--- The data Enclosed Below ---
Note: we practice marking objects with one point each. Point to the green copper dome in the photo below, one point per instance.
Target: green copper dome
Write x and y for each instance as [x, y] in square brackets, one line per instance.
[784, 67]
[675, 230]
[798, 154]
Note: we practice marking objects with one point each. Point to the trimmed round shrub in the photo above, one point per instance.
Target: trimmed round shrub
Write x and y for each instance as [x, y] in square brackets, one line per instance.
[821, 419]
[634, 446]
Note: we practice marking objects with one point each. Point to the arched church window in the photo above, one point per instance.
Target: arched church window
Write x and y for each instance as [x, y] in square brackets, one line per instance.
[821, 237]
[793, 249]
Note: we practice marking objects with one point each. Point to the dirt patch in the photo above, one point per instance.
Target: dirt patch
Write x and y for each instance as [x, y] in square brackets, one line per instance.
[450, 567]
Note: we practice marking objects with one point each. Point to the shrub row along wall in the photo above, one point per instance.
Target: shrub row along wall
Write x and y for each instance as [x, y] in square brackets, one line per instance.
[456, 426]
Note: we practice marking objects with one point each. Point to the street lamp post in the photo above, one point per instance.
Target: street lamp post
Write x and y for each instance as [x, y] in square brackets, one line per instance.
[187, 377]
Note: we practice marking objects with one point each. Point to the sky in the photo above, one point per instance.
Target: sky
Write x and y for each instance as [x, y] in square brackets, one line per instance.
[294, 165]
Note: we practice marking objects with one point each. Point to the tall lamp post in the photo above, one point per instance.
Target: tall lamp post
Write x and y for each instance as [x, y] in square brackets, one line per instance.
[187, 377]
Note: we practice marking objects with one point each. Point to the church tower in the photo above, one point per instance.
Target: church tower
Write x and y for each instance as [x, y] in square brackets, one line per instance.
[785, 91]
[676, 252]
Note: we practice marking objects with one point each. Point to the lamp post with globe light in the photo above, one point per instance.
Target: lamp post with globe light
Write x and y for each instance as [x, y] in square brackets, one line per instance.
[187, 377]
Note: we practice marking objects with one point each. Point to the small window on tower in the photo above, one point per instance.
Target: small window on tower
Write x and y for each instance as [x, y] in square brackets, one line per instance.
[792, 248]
--- End of Enclosed The data ---
What is being asked –
From the listing above, output exactly the run of lines that starts with the line containing "Target: tall lamp post" and ends with the line containing "Target: church tower".

Written reply –
Target: tall lamp post
Write x and y for each instance as [x, y] in square brackets, one line per instance.
[187, 377]
Note: we practice marking objects with one point each. Point to the church tower in the photo above, one point per instance.
Target: church tower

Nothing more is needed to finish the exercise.